» **Problem description**
Copy every line of the material below word for word, but leave the pictures out of your copy.

» **Records for processing**
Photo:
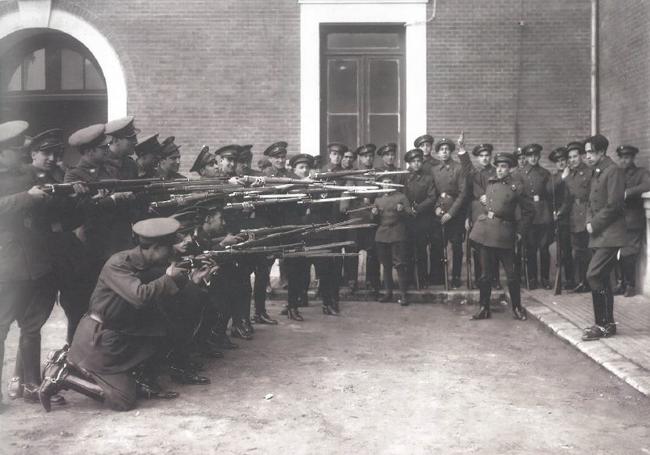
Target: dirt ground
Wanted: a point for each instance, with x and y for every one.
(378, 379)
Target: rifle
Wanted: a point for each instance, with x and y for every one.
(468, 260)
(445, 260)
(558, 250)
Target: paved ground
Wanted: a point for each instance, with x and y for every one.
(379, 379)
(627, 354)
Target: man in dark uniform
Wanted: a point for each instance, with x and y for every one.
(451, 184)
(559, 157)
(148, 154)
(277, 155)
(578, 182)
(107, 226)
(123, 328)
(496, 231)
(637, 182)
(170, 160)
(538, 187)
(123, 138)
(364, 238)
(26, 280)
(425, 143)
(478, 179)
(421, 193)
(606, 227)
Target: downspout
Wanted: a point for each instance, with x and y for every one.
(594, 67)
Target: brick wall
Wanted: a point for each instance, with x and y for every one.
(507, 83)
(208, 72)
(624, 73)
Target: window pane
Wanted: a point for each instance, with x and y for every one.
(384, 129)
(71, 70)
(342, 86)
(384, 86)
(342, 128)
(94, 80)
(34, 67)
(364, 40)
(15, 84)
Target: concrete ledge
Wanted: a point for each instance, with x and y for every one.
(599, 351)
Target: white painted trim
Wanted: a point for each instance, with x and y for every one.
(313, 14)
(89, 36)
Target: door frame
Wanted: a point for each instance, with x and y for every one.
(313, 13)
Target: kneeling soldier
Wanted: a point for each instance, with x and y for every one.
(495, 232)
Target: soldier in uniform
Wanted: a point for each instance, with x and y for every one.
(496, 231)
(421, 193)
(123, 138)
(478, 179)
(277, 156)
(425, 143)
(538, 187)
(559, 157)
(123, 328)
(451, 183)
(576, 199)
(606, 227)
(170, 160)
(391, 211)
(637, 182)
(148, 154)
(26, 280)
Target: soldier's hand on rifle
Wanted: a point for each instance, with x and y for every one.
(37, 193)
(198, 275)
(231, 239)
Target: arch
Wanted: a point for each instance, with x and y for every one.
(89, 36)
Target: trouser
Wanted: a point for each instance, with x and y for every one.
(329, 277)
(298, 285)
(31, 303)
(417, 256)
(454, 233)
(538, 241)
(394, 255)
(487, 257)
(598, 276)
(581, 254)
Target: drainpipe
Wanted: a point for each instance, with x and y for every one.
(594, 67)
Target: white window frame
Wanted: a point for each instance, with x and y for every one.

» **Finished answer**
Photo:
Target: dirt ground
Wanted: a point for each instance, with x and y for every one.
(378, 379)
Target: rifle
Wanted: a point for each instance, with x and y for every one.
(468, 260)
(445, 260)
(558, 250)
Target: paved ground
Wanted: a point for each instance, with x and y for every one.
(379, 379)
(627, 354)
Target: man in dark uniform
Wanted: a point for each instance, with x and y for every one.
(451, 184)
(559, 157)
(148, 154)
(277, 155)
(578, 182)
(107, 226)
(123, 328)
(496, 231)
(637, 182)
(170, 160)
(538, 187)
(123, 138)
(364, 238)
(26, 280)
(425, 143)
(478, 179)
(421, 193)
(606, 227)
Target: downspout
Wanted: a point for each instance, with x and y for every one.
(594, 67)
Target: brick wall
Wanted: a point for each instance, with x and y for every one.
(507, 83)
(208, 72)
(624, 73)
Target: window pane
Wanted: a point for each instance, with x and y for every one.
(384, 129)
(71, 70)
(342, 86)
(384, 86)
(342, 128)
(94, 80)
(34, 67)
(364, 40)
(15, 84)
Target: concrete ledge
Wanted: a point for each instance, with x and y for every one.
(599, 351)
Target: white painted trim
Wanted: a point for each instance, with x and y for every one.
(313, 14)
(89, 36)
Target: door frame
Wanted: a point for each instance, with x and y for every one.
(313, 13)
Target: kneeling soldier
Wanted: a point for each instance, with x and y for every one.
(495, 232)
Target: soldier in uniform
Wanted: a point for each instance, with x and y for every one.
(496, 231)
(421, 193)
(123, 138)
(478, 179)
(277, 156)
(425, 143)
(538, 187)
(559, 157)
(123, 328)
(451, 183)
(576, 199)
(606, 227)
(170, 160)
(391, 211)
(637, 182)
(148, 154)
(26, 280)
Target: soldier's hand on rifle
Wanted: a point for each instance, with x and y for every one.
(37, 193)
(198, 275)
(231, 239)
Target: arch
Wanted: a point for each instance, with x and y for every one.
(89, 36)
Target: trouser
Wanted: a point for each instance, with x and y for every one.
(329, 277)
(298, 285)
(31, 303)
(417, 256)
(454, 233)
(538, 241)
(394, 255)
(487, 257)
(598, 276)
(581, 254)
Target: drainpipe
Wanted: a point for each instance, with x and y for every one.
(594, 67)
Target: white window frame
Wanted: a point for each instance, with x and y for every one.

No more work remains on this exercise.